### GOAL OF THE EXERCISE
The line holding "For every instance of the woman's dark" and all lines that follow it to the end of the data: return these exactly, and nothing more.

### SUPPLIED MATERIAL

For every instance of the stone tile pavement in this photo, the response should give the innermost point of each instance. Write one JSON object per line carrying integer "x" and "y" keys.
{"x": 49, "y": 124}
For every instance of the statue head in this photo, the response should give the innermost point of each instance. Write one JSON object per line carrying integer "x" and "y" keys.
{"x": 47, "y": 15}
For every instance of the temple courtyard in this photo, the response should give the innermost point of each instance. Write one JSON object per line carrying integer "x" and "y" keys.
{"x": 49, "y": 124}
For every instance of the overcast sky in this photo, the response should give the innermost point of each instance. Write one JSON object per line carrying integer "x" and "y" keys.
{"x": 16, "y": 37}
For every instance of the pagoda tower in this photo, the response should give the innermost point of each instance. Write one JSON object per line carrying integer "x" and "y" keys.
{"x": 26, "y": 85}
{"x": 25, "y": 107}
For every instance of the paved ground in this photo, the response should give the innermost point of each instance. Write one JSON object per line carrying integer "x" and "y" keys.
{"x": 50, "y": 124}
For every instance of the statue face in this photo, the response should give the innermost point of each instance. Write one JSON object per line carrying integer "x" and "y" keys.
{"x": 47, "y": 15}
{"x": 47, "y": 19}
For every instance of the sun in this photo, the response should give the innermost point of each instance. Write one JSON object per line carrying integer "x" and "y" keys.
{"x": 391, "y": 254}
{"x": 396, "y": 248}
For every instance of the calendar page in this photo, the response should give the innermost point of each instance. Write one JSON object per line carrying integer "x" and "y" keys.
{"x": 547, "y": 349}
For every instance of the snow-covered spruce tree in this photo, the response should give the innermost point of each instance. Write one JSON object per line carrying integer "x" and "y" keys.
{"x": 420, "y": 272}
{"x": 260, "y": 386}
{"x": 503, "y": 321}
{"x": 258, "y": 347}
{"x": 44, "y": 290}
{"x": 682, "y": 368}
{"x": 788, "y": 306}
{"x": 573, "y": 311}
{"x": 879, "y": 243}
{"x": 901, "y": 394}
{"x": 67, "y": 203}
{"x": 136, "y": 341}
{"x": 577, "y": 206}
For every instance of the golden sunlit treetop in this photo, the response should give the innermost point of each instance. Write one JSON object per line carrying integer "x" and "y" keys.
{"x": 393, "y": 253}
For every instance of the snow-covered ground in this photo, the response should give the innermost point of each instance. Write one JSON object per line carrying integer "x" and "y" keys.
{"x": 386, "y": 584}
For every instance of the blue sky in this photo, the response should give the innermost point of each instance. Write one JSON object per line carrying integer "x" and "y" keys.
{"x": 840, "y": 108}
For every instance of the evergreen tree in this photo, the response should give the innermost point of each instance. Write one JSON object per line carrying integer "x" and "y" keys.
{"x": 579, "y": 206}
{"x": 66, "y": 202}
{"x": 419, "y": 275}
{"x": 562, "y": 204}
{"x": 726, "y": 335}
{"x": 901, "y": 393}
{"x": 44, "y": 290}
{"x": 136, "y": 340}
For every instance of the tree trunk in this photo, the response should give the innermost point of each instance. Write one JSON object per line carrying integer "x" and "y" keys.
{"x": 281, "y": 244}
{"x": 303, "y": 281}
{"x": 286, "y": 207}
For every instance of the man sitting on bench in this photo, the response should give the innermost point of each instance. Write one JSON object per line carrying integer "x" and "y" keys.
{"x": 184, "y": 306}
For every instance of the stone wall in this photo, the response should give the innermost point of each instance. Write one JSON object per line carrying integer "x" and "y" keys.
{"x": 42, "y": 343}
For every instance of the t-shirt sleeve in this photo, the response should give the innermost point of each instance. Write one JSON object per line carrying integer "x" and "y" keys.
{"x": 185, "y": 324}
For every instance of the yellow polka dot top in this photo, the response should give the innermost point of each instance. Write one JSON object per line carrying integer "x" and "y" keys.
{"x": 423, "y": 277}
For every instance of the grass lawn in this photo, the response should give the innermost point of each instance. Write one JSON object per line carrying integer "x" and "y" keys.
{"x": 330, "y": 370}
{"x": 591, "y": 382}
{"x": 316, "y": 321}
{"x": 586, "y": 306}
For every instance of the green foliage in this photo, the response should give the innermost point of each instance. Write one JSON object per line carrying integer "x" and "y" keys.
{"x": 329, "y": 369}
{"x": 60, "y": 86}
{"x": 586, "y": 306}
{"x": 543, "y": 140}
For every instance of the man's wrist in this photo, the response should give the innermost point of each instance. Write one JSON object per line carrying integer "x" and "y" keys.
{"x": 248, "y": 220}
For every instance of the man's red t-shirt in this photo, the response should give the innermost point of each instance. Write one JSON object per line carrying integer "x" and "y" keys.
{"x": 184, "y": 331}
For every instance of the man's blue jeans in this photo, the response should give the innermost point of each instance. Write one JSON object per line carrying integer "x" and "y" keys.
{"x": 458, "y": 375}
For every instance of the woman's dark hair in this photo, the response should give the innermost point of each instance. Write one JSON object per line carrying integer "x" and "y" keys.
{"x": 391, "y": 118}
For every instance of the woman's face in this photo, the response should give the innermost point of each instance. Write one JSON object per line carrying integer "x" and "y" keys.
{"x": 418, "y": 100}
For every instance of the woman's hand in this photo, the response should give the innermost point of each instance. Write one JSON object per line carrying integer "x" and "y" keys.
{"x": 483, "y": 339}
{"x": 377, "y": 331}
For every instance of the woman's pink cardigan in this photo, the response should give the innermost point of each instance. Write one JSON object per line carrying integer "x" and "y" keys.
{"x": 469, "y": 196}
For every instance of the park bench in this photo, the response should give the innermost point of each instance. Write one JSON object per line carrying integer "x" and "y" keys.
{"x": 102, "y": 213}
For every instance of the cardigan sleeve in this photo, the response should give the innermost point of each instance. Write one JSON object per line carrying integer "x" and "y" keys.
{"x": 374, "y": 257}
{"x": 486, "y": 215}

### EXPECTED ANSWER
For every instance of the woman's dark hair in this photo, the response should give the innermost point of each instance. Write one JSON object per line carrying integer "x" and "y" keys.
{"x": 391, "y": 118}
For every instance of the woman's face in this photo, the response should give the innermost point of each instance. Write one JSON object per line carrying integer "x" and "y" keys.
{"x": 418, "y": 100}
For every instance of the woman's hand in this photo, the response should give the innermost point of each instance. Write one JSON object per line carrying integer "x" and "y" keys.
{"x": 483, "y": 339}
{"x": 377, "y": 331}
For every instance of the woman's pink cardigan in this photo, the response should give the innermost point of each instance. Write one JSON object per line carrying integer "x" and "y" keys.
{"x": 469, "y": 196}
For every instance of the park bench in this photo, the response should give the innermost point of each instance. Write one JSON object per line carrying integer "x" and "y" keys.
{"x": 102, "y": 213}
For every instance of the cardigan sleeve in this photo, the response should give the innermost point of each instance. Write one JSON object per line carrying integer "x" and "y" keys.
{"x": 374, "y": 257}
{"x": 486, "y": 215}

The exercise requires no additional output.